* **Work instructions**: What is needed is a word-for-word copy of the records below.
*** Records shown ***
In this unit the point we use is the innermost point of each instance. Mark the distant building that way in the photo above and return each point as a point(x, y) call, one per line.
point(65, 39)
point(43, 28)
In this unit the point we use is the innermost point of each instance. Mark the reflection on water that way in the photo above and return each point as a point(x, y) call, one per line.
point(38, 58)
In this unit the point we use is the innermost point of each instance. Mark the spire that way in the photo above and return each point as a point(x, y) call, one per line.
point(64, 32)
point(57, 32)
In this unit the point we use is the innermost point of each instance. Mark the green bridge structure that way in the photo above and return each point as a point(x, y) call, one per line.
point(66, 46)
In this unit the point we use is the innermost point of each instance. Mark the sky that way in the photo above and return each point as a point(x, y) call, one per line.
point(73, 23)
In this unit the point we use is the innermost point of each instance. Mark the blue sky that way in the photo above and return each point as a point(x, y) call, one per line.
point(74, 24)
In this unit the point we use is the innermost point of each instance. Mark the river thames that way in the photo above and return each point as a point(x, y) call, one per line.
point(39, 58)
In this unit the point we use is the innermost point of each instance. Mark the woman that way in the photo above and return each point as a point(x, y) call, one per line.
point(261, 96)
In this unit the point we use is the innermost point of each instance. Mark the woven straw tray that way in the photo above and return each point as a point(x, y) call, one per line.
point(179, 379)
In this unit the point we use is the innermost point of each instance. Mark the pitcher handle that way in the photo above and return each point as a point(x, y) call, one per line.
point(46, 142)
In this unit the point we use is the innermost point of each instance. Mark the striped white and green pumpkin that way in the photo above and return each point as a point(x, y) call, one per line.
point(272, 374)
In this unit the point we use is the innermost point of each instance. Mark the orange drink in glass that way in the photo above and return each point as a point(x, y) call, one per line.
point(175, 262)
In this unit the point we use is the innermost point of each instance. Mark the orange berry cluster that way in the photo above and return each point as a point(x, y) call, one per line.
*** End of Records shown ***
* **Answer to the problem**:
In this unit the point we use is the innermost point of each instance. Mark the distant building that way in the photo above and return each point as a point(x, y) call, one per line.
point(65, 39)
point(43, 28)
In this unit the point we use is the innermost point of each instance. Mark the reflection on water that way in the photo above and return each point as a point(x, y) call, one per line.
point(38, 58)
In this unit the point we use is the innermost point of each instance. Mark the spire that way in the photo above and return each point as a point(x, y) call, one per line.
point(64, 32)
point(57, 32)
In this unit the point we use is the innermost point of each instance. Mark the green bridge structure that way in the photo above and return each point as a point(x, y) call, one per line.
point(66, 46)
In this unit the point we use is the innermost point of each instance. Mark the sky that way in the photo above and return each point as a point(x, y) call, one per line.
point(73, 23)
In this unit the point we use is the innermost point of each instance. Mark the blue sky that way in the photo above and return each point as a point(x, y) call, one per line.
point(74, 24)
In this unit the point we use is the innermost point of each instance. Mark the river thames that way in the photo above and return each point as a point(x, y) call, one per line.
point(39, 58)
In this unit the point we use is the innermost point of each instance. Mark the woman that way in the photo above and return each point as a point(x, y) call, one per line.
point(261, 96)
In this unit the point we use is the innermost point of each instance. Mark the woven straw tray that way in the photo above and return each point as a point(x, y) call, one per line.
point(179, 379)
In this unit the point we use is the innermost point of each instance. Mark the pitcher handle that way in the photo above and return each point as a point(x, y) call, one per line.
point(46, 142)
In this unit the point we use is the innermost point of each instance. Mark the striped white and green pumpkin that way in the photo above and return each point as a point(x, y) call, one per line.
point(272, 374)
In this unit the point we use is the innermost point of each instance. Mark the orange drink in glass that way in the photo above and return each point as a point(x, y) call, one per line.
point(175, 262)
In this unit the point we use is the innermost point of each instance. Mark the orange berry cluster that way in the photo above and return each point as a point(x, y) call, one per line.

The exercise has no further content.